◆ Aim of the exercise
Set down each entry from the block beneath, exactly as written.

[Records]
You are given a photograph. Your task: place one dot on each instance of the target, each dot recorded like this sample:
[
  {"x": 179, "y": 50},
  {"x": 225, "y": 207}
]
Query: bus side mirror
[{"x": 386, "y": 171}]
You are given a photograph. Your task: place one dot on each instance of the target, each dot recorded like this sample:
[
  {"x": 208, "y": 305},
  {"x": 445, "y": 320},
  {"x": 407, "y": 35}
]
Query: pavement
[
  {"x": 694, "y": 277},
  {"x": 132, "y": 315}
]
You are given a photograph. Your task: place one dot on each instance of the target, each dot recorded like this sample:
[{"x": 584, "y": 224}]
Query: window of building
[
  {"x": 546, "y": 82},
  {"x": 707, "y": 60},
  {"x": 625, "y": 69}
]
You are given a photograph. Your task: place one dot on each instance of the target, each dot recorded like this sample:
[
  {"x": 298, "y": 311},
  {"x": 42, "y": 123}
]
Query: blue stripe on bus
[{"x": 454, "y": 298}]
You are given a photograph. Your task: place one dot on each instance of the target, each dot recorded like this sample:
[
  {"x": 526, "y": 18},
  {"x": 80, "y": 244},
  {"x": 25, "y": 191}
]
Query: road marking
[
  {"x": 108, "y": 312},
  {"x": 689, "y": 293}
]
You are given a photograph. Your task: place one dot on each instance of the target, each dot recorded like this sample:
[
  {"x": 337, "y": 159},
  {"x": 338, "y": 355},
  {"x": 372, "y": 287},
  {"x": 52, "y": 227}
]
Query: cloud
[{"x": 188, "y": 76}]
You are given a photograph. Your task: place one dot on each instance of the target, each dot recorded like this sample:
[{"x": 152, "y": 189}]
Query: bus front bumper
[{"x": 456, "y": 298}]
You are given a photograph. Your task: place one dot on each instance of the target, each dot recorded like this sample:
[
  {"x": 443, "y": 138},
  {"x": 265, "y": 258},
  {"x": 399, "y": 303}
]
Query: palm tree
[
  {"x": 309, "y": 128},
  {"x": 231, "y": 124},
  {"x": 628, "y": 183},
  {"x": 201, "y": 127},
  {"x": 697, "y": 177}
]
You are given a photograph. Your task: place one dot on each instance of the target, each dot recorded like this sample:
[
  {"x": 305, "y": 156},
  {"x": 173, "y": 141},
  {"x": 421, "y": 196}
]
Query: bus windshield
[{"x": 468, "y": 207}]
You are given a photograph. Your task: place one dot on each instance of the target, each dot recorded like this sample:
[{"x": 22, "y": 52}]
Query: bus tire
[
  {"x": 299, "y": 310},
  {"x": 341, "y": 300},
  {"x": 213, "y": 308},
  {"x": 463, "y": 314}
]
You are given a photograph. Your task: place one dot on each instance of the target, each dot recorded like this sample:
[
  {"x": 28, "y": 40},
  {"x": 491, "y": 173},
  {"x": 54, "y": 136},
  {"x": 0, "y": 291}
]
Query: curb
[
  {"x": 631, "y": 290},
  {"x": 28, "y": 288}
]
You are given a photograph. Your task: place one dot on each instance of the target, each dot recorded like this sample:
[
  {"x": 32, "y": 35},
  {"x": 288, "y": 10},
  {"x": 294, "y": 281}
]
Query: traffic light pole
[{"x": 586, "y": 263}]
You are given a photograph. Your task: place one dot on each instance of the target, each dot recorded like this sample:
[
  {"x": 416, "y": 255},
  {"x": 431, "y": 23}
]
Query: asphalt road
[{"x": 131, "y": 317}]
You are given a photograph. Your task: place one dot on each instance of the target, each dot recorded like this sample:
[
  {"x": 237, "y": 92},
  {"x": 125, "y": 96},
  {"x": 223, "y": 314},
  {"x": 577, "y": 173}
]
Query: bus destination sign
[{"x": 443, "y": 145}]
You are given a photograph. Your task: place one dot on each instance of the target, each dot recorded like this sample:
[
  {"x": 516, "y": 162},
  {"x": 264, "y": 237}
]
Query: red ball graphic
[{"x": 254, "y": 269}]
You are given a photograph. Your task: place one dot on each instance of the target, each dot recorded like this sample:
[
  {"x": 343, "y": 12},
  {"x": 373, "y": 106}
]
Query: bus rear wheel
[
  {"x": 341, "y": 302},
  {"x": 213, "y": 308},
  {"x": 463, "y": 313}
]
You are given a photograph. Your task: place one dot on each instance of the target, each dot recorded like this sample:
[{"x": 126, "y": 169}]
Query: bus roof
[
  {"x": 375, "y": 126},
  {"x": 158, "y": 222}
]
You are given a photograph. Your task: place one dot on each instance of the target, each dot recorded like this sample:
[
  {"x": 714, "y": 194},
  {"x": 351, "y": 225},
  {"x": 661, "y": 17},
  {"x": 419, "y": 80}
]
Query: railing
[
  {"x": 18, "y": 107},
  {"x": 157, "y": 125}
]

◆ Exercise output
You are given a photograph. Your task: place one dot on each instance of the target, each dot recorded like this sample:
[
  {"x": 179, "y": 50},
  {"x": 225, "y": 207}
]
Query: bus side mirror
[{"x": 386, "y": 171}]
You are given a photograph. Your task: place one dot on each instance of the target, each dot recorded like this sample:
[
  {"x": 208, "y": 305},
  {"x": 445, "y": 320},
  {"x": 407, "y": 35}
]
Query: pavement
[
  {"x": 694, "y": 277},
  {"x": 132, "y": 315}
]
You are given a photograph. Your task: place one dot on each instance of the target, each dot recorded like this sample:
[{"x": 584, "y": 224}]
Query: window of building
[
  {"x": 546, "y": 82},
  {"x": 707, "y": 60},
  {"x": 625, "y": 69}
]
You are given a photograph. Your task: place one dot on each instance of the target, each dot recorded like this sample:
[
  {"x": 298, "y": 311},
  {"x": 42, "y": 123}
]
Query: blue stripe on bus
[{"x": 454, "y": 298}]
You are given a photograph. Your task: place one dot on each instance of the target, each dot recorded like this sample:
[
  {"x": 526, "y": 18},
  {"x": 80, "y": 244},
  {"x": 25, "y": 191}
]
Query: road marking
[
  {"x": 108, "y": 312},
  {"x": 689, "y": 293}
]
You are given a photograph. Your task: place one dot on each instance of the target, each dot recorded like this sample:
[
  {"x": 337, "y": 159},
  {"x": 338, "y": 355},
  {"x": 372, "y": 287},
  {"x": 52, "y": 227}
]
Query: cloud
[{"x": 188, "y": 76}]
You are given a photograph. Your task: place one dot on each instance of the target, each dot recorded like this sample:
[{"x": 152, "y": 189}]
Query: bus front bumper
[{"x": 456, "y": 298}]
You are given a photograph. Your task: place one dot on each instance of the target, each dot recorded like this sample:
[
  {"x": 443, "y": 138},
  {"x": 265, "y": 258},
  {"x": 399, "y": 303}
]
Query: palm tree
[
  {"x": 309, "y": 128},
  {"x": 231, "y": 124},
  {"x": 628, "y": 183},
  {"x": 201, "y": 127},
  {"x": 697, "y": 177}
]
You are given a photograph. Your task: place one dot on each instance of the target, each dot recorded like this sample:
[
  {"x": 305, "y": 156},
  {"x": 173, "y": 141},
  {"x": 421, "y": 196}
]
Query: bus windshield
[{"x": 468, "y": 207}]
You are given a photograph. Your task: place one dot on each instance of the target, each dot recorded like this sample:
[{"x": 22, "y": 52}]
Query: bus tire
[
  {"x": 299, "y": 310},
  {"x": 341, "y": 300},
  {"x": 213, "y": 308},
  {"x": 463, "y": 314}
]
You are given a photograph. Your task: place one dot on each instance of the target, each dot recorded like this sample:
[
  {"x": 28, "y": 40},
  {"x": 491, "y": 173},
  {"x": 54, "y": 136},
  {"x": 0, "y": 291}
]
Query: curb
[
  {"x": 631, "y": 290},
  {"x": 28, "y": 288}
]
You are given a photograph. Your task: place one dot on each instance of the target, each dot recorded like this sample:
[
  {"x": 32, "y": 35},
  {"x": 288, "y": 10},
  {"x": 294, "y": 281}
]
Query: traffic light pole
[{"x": 586, "y": 263}]
You are given a photograph. Your task: place one dot on each instance of the target, each dot recorded like this sample:
[
  {"x": 416, "y": 255},
  {"x": 431, "y": 23}
]
Query: asphalt road
[{"x": 131, "y": 317}]
You are given a photograph. Your task: place one dot on each instance of the target, each dot recorded like this sample:
[
  {"x": 237, "y": 92},
  {"x": 125, "y": 96},
  {"x": 223, "y": 314},
  {"x": 577, "y": 173}
]
Query: bus destination sign
[{"x": 443, "y": 145}]
You are given a photograph. Your task: place one dot on each instance of the target, each dot recorded like this sample:
[
  {"x": 516, "y": 162},
  {"x": 264, "y": 237}
]
Query: red ball graphic
[{"x": 254, "y": 269}]
You are given a photograph. Your task: place one dot on each instance of the target, each dot recorded like this sample:
[
  {"x": 343, "y": 12},
  {"x": 373, "y": 106}
]
Query: bus rear wheel
[
  {"x": 341, "y": 302},
  {"x": 213, "y": 308},
  {"x": 463, "y": 313}
]
You are given a photograph. Your task: place one dot on each instance of the target, each dot recorded like this sample:
[{"x": 126, "y": 169}]
Query: bus roof
[
  {"x": 375, "y": 126},
  {"x": 158, "y": 222}
]
You are given a photograph. Your task: place one dot on each instance of the target, each dot recorded like this sample:
[
  {"x": 714, "y": 194},
  {"x": 351, "y": 225},
  {"x": 661, "y": 17},
  {"x": 419, "y": 80}
]
Query: railing
[
  {"x": 18, "y": 107},
  {"x": 157, "y": 125}
]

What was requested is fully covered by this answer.